Parts of the exercise:
(A) Can you print the essay on the ECB from "There is however" up to and including "the Commission level."?
(B) How would you put this sentence from the essay on the ECB into Spanish: "There is however an important change afoot."
(C) Could you write the next part of the essay on the ECB, picking up after its final sentence?

Excerpt to read:
· · · · · · ·
It is a case study that is worth examining again in the light of last week’s ECB meeting where rates were raised by 0.75% and where the ECB expects inflation to persist above 5% through 2023, having confidently forecast it closer to 2% at the start of this year. The ECB cannot expect that the blunt instrument of monetary policy will have any effect on gas and electricity prices – both of which are driven by market micro-structures and the complexities of geopolitics.

At the same time, the ECB like the Fed, is privately aware of the embarrassing inaccuracy of its forecasts (see our note of November 2021 ‘Pantomime Monetary Policy’) and the risk that a decade of easy monetary policy has let the inflation genie loose (see property and service price inflation for instance). For that reason, I suspect that the ECB, like other central banks, will continue to lean against inflation, with the high risk that we see a recession in Europe by year end. Markets are currently pricing in 2% in interest rate hikes up to next March, even as European manufacturing activity and consumer sentiment collapse, and financial conditions tighten. Another mistake may be in the offing.

There is however an important change afoot.

In 2011, in the thick of the euro-zone financial crisis when Mario Draghi became the ECB President, he and the institution were effectively the glue holding the Union together. Many of the deep political and policy relationships at the EU were forged during the euro-zone crisis and helped to build the sense of solidarity that carried through to negotiations with Britain on Brexit, and the urgency that is now manifest at the Commission level.

To that end the EU is now evolving at a rate and a magnitude that is still largely unappreciated. It has Vladimir Putin and to a lesser extent, Donald Trump to thank for imparting a sense of urgency to the EU’s strategic deliberations across foreign, energy and security policy in particular.

In the last week it has begun to show that it can take aim at electricity(gas) prices – something that individual states could not do on their own without surrendering their moral capital (with the exception of Hungary). The EU itself will not be able to kill off broad inflation – that is the job of the ECB – but it can certainly curb the pernicious effects of the weaponization of energy by Russia, and in so doing avoid misery and the risk of social unrest. It may also need a coordinated framework for the institutional support of utilities and energy producers, many of whom are as financially stressed as the sub-prime sector was in 2009.

My own sense is that the ‘winter energy’ chaos that some speak of will not materialize in as extreme a manner as feared (nuclear, hydro powered electricity are rebounding in capacity), and that the ultimate consequence of the spike in gas prices will be to destroy the largest source of demand for Russian energy.

In that context, the EU will emerge stronger and better prepared from this crisis, in the same way as it has done in the aftermath of Brexit. As it evolves, the ECB should also examine how it can improve and adapt to a changing world.

Here I want to reiterate a few suggestions I have made in recent years, starting with diversity. Central banking is not a diverse place, made up mostly of middle-aged males. What is more telling is that all of these males, and the growing number of females that join them, are formed in the same way and look at the world in a similar fashion.

Most of the members of the policy committees of the Fed and ECB have spent their careers in central banking circles, with the odd jaunt in and out of academia. As a result there is little diversity of experience at the top of the main central banks, and central bankers are not well socialized to the implications of their policies on the outside world. In the future, in addition to greater gender diversity, it may well be useful for central banks to appoint decision makers with a greater variety of experience across industry and other related walks of life.
· · · · · · ·
(Extracted data)
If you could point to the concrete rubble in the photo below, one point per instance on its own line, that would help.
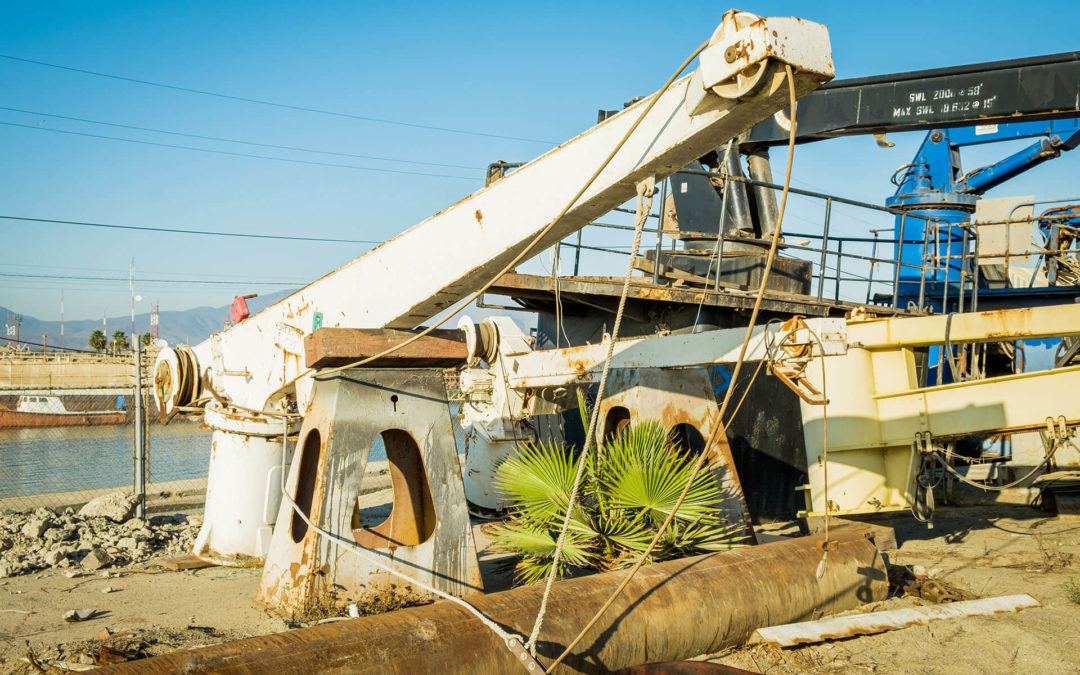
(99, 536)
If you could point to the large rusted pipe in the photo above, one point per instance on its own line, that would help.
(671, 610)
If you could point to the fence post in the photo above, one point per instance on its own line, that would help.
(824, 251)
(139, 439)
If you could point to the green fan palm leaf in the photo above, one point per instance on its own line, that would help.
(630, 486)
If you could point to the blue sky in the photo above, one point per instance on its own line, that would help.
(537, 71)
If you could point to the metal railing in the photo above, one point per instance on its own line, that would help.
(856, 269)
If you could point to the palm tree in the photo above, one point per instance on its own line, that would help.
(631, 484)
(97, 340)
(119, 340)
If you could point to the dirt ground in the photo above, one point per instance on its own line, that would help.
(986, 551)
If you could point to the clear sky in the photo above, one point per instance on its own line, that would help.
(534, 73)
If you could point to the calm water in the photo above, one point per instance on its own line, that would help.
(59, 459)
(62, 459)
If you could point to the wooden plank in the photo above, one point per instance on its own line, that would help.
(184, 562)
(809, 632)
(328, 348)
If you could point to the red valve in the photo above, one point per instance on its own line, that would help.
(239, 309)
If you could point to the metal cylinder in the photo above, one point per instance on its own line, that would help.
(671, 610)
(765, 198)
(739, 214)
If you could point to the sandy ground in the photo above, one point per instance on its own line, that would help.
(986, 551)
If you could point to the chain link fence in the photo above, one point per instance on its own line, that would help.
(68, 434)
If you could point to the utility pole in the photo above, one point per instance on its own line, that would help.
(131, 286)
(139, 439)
· · · · · · ·
Answers by task:
(A)
There is however an important change afoot.

In 2011, in the thick of the euro-zone financial crisis when Mario Draghi became the ECB President, he and the institution were effectively the glue holding the Union together. Many of the deep political and policy relationships at the EU were forged during the euro-zone crisis and helped to build the sense of solidarity that carried through to negotiations with Britain on Brexit, and the urgency that is now manifest at the Commission level.

(B) Sin embargo, hay un cambio importante en marcha.

(C)
A really important sub-element here is to appoint policy makers with a sense of the consequences of their actions, and an ability to alter their view when it is wrong. Forecasting as they say is hard, especially when it is about the future and to a large extent the role of the central banker is about mapping and creating a vision of the economic future.

Where this vision jars with reality, policy makers should ideally be conditioned to rethink their positions or be equipped with simple devices like the Bank of England Governor’s ‘letter to the Chancellor’ (the Governor must write an explanatory letter to the Chancellor if inflation deviates from target by over 1%).

A further innovation, at least for the ECB is to give local central banks more autonomy over their economies. This will take a degree of experimentation but the idea is that depending on the structure of an individual economy (compare Ireland and Greece to Texas and Kansas), specific macro-prudential policy levers could be developed to cool or speed up local economies in the context of overall monetary policy.

My pessimistic conclusion is that many of these and other suggestions will have to wait until the next recession to get a hearing, when central banks start to prosecute QE4 to undo their most recent mistake.

Five More Years!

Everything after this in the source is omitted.